▸ EXCERPT TO READ
****

An overview of adjuvant trials of CDK4/6i and ET is given in Table 3.
4.3 Safety and Tolerability of CDK4/6i in Early BC (eBC) Trials
The most frequent side effects in the PALLAS trial were neutropenia (83.5%), leukopenia (55.1%), and fatigue (41.0%) [144, 151]. In the PENELOPE-B trial, the most common AEs were leukopenia (99.2%), neutropenia (95.7%), and anemia (73.9%) [145]. Grade 3-4 AEs included neutropenia (70.0%), leukopenia (56.1%), and infections (3.2%) [145]. Regarding non-hematological AEs, no significant difference between the CDK4/6i cohort and the control group waas reported and no potential study medication-related deaths were described [145]. Drug discontinuation overall occurred in 42%, of which 72% were due to toxicity. Side-effect incidence and discontinuation rate may depend on individual patient factors such as obesity [152].
In the MonarchE trial, the most common AEs were diarrhea, fatigue, and abdominal pain [46]. Diarrhea was mostly of grade 1–2 with 75.27% and grade 3 in 7.8% of patients. A venous thromboembolic event occurred in 1.2% of patients compared to 0.3% in the ET-alone arm. The most common side effects in the control group were arthralgia, hot flushes, and fatigue [46]. The most common grade 3–4 AEs were neutropenia (19.8%), leukopenia (11.4%), and diarrhea (7.8%); 6.4% discontinued both abemaciclib and ET, mostly due to diarrhea (2.4%) and fatigue (1.0%). Arthralgia was the most common reason for drug discontinuation in the control group, with 0.2% permanently discontinuing treatment. However, two deaths—one due to diarrhea and one due to pneumonitis—were considered as related to study treatment [46]. AEs such as diarrhea, neutropenia, and fatigue led to dose interruption in 61.7% of patients and to dose reduction in 43.6%. Overall, 30% of patients stopped their treatment before 2 years were reached [46].
In the NATALEE trial, the most frequent AEs were neutropenia, arthralgia, and liver-related events (transaminitis). Grade 3 neutropenia occurred in 41.8%, grade 3 elevation of ALT and AST occurred in 6.1%, and AST in 3.8% of patients, respectively. Liver-related events were the most common AEs that led to drug discontinuation, with 8.9%. Arthralgia led to discontinuation in 1.3%. QT interval prolongation occurred in 5.2% of patients [146]. No case of potential study treatment-related deaths were reported. Overall, 32% of patients stopped their treatment before 3 years were reached [146, 147]. The lower dose with 400 mg ribociclib led to less QT interval prolongation and lower grade 3 neutropenia, compared to the 600 mg dose used in the metastatic setting. Differences and similarities of the MonarchE and NATALEE trial are shown in Fig. 2.
AEs and discontinuation rates reported in adjuvant CDK4/6i trials are listed in Table 4.

****

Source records

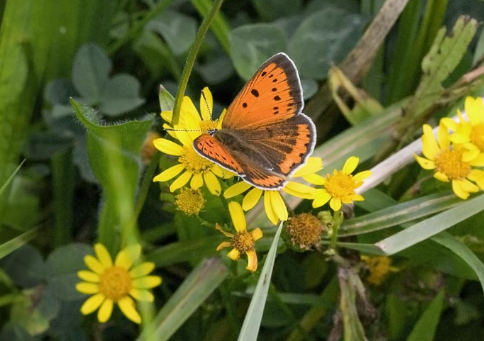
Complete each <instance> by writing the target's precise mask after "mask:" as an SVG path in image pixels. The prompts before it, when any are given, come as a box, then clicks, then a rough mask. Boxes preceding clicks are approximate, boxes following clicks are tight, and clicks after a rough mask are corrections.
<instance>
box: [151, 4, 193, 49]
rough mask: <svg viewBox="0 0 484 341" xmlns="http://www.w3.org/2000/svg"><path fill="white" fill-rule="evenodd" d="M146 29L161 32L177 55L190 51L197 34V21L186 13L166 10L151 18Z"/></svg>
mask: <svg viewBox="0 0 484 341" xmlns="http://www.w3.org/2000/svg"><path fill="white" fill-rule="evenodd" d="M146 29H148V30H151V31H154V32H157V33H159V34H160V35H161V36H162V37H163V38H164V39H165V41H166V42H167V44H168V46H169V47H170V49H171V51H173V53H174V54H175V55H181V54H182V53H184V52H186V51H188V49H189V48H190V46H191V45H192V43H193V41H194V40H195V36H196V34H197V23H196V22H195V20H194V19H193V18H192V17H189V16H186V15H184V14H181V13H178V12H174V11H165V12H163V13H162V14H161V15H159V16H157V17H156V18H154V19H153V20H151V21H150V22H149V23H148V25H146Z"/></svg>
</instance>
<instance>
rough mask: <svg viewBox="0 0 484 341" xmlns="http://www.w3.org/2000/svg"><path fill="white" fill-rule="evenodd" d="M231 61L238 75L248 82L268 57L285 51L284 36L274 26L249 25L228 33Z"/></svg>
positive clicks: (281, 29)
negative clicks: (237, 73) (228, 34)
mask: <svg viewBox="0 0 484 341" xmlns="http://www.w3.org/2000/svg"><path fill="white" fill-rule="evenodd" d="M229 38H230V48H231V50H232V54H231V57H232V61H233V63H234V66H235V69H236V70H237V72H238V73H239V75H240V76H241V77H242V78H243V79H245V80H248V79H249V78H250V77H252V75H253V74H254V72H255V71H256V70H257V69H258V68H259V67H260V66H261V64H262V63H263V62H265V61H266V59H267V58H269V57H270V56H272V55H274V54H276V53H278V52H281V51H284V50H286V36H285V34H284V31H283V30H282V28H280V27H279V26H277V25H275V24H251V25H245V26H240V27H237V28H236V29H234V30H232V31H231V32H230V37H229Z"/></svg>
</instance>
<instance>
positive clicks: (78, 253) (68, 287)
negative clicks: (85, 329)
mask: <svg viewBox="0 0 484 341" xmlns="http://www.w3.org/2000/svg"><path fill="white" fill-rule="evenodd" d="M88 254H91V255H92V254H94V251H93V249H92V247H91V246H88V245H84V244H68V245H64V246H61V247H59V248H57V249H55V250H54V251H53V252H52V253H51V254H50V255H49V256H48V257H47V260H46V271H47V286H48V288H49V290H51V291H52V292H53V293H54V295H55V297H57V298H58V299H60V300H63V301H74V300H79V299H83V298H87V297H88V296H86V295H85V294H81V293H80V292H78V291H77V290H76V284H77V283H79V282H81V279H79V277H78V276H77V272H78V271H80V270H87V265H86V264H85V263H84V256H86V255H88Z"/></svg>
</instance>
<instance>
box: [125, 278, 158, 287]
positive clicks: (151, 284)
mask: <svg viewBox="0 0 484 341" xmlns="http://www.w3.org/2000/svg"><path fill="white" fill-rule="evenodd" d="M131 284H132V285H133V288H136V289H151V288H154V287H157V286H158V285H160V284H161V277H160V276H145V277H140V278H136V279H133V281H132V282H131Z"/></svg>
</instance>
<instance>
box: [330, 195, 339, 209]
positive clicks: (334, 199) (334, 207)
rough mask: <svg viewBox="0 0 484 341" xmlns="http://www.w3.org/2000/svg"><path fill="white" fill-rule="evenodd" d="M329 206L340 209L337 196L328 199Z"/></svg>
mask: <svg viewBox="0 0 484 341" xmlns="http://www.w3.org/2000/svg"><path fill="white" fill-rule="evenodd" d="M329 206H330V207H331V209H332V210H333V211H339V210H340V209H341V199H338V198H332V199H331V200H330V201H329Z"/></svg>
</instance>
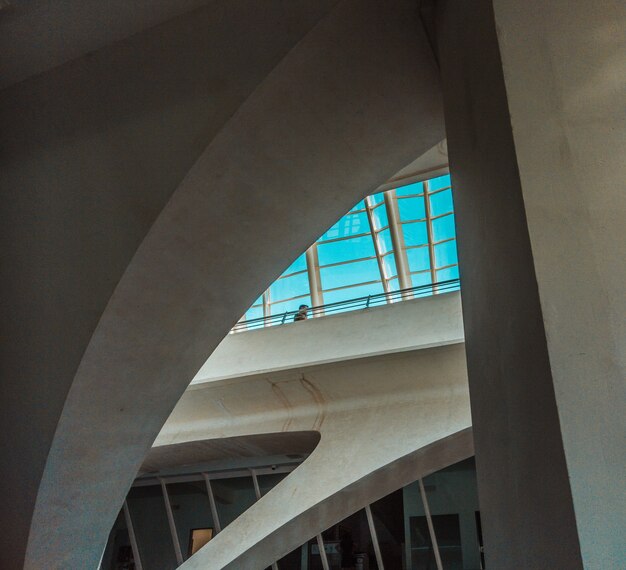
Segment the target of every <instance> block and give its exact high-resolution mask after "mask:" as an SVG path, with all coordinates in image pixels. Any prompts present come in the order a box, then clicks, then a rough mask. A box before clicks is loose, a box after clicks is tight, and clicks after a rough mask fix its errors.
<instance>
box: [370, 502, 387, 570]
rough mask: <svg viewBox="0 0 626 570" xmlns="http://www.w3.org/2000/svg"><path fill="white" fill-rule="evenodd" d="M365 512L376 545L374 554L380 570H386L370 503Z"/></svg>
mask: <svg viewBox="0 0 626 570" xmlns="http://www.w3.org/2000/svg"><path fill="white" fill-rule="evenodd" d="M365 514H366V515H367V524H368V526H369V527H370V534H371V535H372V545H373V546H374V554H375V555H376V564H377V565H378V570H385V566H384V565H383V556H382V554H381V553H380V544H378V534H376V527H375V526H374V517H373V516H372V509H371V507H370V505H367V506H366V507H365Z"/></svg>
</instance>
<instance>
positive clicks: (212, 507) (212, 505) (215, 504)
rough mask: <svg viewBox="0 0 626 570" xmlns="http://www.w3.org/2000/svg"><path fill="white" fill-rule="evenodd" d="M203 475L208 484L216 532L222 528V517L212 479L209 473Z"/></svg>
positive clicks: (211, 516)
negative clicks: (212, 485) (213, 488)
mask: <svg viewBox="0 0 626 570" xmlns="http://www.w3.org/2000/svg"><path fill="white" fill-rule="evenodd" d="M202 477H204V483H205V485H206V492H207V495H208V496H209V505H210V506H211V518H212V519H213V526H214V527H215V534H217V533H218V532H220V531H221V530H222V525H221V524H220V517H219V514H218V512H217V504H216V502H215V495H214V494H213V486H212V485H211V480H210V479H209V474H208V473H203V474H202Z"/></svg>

****

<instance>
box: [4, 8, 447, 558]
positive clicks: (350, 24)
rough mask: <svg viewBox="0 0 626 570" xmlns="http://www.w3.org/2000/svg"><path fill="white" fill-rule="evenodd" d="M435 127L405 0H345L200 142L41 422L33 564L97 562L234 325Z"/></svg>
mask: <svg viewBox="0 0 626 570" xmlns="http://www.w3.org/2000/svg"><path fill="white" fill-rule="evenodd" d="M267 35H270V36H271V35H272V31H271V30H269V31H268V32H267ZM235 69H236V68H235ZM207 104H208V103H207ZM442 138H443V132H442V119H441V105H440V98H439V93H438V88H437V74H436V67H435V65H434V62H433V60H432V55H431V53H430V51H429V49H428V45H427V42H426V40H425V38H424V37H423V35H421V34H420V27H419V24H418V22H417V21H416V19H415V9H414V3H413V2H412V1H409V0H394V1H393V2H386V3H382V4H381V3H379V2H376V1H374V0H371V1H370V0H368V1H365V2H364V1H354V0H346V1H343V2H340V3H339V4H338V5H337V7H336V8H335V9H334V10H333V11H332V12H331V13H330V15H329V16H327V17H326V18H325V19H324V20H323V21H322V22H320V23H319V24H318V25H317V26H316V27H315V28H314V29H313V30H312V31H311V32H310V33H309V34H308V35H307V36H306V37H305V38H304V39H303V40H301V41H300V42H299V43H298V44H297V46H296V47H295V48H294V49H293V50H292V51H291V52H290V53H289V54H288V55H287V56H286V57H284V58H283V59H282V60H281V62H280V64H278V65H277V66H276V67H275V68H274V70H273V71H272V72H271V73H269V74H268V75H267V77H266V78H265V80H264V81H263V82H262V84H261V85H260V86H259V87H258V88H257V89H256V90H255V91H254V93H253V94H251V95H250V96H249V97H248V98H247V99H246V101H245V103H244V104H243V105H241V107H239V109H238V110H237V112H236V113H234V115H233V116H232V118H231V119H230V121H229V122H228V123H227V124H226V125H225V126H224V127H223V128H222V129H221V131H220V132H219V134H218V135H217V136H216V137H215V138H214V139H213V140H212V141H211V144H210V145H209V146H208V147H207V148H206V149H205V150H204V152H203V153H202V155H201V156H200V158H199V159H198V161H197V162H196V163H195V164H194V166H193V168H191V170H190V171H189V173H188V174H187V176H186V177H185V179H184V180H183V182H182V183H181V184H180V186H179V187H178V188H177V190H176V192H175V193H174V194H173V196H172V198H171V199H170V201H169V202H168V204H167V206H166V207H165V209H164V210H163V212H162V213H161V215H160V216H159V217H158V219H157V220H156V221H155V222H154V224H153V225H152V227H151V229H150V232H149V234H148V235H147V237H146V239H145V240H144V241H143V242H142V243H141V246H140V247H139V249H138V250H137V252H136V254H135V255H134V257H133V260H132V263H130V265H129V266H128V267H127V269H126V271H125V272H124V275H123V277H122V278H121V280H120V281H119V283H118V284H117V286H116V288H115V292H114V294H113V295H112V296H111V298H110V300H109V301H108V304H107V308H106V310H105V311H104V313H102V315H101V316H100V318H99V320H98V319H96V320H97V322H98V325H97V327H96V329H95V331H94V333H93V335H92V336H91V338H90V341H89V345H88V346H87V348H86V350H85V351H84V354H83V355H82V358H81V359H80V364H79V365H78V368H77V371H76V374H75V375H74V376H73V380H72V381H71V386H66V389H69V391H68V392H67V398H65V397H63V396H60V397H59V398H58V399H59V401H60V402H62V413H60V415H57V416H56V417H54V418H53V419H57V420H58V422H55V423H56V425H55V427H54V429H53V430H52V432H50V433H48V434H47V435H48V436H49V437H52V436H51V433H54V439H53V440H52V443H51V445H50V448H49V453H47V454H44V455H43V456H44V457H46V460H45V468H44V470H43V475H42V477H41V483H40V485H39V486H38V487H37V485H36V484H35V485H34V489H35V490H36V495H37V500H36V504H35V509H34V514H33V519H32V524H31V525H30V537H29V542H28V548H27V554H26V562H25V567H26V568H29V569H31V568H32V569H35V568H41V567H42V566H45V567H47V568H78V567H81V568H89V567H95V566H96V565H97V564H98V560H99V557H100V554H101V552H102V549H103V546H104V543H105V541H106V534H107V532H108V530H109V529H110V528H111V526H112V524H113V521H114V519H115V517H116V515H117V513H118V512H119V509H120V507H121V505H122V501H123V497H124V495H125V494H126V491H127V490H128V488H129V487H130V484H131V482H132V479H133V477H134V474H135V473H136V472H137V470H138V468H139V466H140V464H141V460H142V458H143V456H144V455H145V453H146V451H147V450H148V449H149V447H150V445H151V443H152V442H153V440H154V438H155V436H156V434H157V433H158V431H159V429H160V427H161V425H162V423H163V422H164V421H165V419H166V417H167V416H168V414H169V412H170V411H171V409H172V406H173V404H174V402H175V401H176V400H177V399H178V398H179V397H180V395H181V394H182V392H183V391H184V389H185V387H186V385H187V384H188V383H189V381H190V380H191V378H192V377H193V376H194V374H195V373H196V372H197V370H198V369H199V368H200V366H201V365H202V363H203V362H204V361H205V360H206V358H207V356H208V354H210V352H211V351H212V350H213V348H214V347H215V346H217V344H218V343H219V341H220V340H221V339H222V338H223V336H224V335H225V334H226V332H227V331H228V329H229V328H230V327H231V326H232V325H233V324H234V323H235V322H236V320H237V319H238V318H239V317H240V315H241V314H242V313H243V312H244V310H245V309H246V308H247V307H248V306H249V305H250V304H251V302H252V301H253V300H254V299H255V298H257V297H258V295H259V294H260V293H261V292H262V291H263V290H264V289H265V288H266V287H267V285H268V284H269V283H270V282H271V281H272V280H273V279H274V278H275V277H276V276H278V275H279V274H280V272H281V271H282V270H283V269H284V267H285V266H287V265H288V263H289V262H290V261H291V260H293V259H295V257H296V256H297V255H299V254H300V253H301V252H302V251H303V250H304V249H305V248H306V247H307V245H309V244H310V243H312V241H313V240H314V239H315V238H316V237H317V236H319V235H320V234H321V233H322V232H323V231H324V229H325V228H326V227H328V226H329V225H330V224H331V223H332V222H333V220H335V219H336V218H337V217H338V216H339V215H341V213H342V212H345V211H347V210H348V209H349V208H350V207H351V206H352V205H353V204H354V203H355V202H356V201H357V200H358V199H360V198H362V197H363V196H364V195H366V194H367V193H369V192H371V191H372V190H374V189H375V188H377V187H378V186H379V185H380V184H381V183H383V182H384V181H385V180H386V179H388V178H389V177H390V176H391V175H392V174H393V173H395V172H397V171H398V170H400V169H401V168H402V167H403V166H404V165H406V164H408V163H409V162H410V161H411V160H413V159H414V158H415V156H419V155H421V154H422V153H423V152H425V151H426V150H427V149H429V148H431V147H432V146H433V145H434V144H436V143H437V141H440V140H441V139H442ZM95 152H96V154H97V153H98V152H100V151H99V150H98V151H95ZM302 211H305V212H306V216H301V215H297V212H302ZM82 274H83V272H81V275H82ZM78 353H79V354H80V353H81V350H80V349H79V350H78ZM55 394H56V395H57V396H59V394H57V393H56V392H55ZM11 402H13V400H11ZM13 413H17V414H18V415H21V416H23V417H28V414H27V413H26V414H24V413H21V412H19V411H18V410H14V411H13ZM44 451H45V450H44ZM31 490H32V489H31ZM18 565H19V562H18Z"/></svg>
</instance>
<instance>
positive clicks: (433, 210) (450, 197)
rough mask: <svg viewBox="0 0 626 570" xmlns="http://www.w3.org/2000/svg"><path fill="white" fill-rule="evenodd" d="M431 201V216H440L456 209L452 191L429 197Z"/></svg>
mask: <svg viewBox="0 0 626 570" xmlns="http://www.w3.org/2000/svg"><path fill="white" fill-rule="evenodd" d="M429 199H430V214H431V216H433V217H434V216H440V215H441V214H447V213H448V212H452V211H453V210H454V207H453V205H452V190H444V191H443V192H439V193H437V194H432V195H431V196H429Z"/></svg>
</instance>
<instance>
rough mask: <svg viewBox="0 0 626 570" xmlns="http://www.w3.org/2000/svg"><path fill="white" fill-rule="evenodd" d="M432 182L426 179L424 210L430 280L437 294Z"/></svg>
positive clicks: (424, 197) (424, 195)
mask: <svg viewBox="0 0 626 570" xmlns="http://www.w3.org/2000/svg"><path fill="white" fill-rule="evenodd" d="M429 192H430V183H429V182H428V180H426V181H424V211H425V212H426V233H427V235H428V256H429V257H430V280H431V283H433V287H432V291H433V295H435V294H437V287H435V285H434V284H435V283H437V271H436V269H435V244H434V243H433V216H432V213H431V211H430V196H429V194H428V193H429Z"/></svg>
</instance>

****

▸ EXERCISE INSTRUCTIONS
#1 Using the passage on CDK4/6 inhibitor safety in early breast cancer trials, state whether each statement agrees with it. Answer yes or no and quote the deciding words. (a) In the MonarchE trial, a venous thromboembolic event occurred in 1.2% of patients. (b) The NATALEE trial reported potential study treatment-related deaths. (c) Fatigue was the most frequent side effect in the PALLAS trial.
#2 Go on with the passage on CDK4/6 inhibitor safety in early breast cancer trials, starting after its final sentence.
The tasks make no use of the source records.

▸ YOUR WRITTEN ANSWERS
#1
(a) Yes: "A venous thromboembolic event occurred in 1.2% of patients compared to 0.3% in the ET-alone arm."
(b) No: "No case of potential study treatment-related deaths were reported."
(c) No: "The most frequent side effects in the PALLAS trial were neutropenia (83.5%), leukopenia (55.1%), and fatigue (41.0%)"

#2
4.4 Additional Trials and Combinations in eBC
The impact of additional chemotherapy versus ET alone on outcomes of luminal BC has not been fully elucidated to date. Outcomes largely depend on baseline risk factors, and these prognosticators are still relevant even for very late recurrences [153]. Genomic risk scores such as Oncotype and Mammaprint can further improve risk assessment [154,155,156]. In premenopausal patients, these tests apparently overestimate the role of chemotherapy, raising the question to what extent the potential benefit of chemotherapy in premenopausal women is directly linked to the endocrine properties of chemotherapy in terms of induction of menopause [157,158,159]. A recent analysis of the RxPonder trial showed at ASCO 2024 that only premenopausal patients with a high anti-Müllerian hormone levels (i.e., truly premenopausal) before chemotherapy derived benefit from adjuvant chemotherapy, supporting the primarily endocrine (side) effect of adjuvant chemotherapy in premenopausal patients [158].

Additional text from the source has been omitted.